(Entries taken from a collection)
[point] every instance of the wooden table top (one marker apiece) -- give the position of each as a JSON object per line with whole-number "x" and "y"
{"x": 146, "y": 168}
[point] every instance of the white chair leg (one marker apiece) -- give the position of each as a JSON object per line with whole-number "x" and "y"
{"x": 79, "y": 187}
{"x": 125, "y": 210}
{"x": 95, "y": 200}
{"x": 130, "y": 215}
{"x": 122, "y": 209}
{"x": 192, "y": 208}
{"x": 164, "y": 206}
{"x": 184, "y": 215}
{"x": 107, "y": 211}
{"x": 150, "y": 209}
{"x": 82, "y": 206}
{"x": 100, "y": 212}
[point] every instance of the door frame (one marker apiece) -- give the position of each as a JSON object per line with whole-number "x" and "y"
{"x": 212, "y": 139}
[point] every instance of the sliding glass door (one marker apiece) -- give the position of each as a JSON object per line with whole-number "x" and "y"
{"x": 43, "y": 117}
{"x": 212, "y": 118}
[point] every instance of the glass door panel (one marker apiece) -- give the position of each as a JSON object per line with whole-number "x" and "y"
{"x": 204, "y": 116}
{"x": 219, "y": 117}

[EXERCISE BRIEF]:
Each record must be returned exactly as it is written.

[ANSWER TO THIS TASK]:
[point] every instance of the wooden table top (one marker apiece) -- give the position of each as a JSON object per line with whole-number "x" and "y"
{"x": 146, "y": 168}
[point] every instance of the white chair leg (one marker apiece) -- give the position of each as a JSON object per line with whole-number "x" and "y"
{"x": 79, "y": 187}
{"x": 125, "y": 210}
{"x": 95, "y": 200}
{"x": 130, "y": 215}
{"x": 122, "y": 209}
{"x": 192, "y": 208}
{"x": 164, "y": 206}
{"x": 184, "y": 215}
{"x": 107, "y": 211}
{"x": 150, "y": 209}
{"x": 82, "y": 206}
{"x": 100, "y": 212}
[point] every instance of the door frame (one marker apiece) -- give the position of each as a JSON object per line with whole-number "x" and "y"
{"x": 212, "y": 139}
[point] every instance of the sliding glass door (one marker apiece) -- give the position of each as a JSON object per line with whole-number "x" and "y"
{"x": 43, "y": 117}
{"x": 212, "y": 118}
[point] every instance of the glass door panel (one marker apiece) -- give the position of each as a JSON object per line with whole-number "x" and "y"
{"x": 204, "y": 116}
{"x": 219, "y": 117}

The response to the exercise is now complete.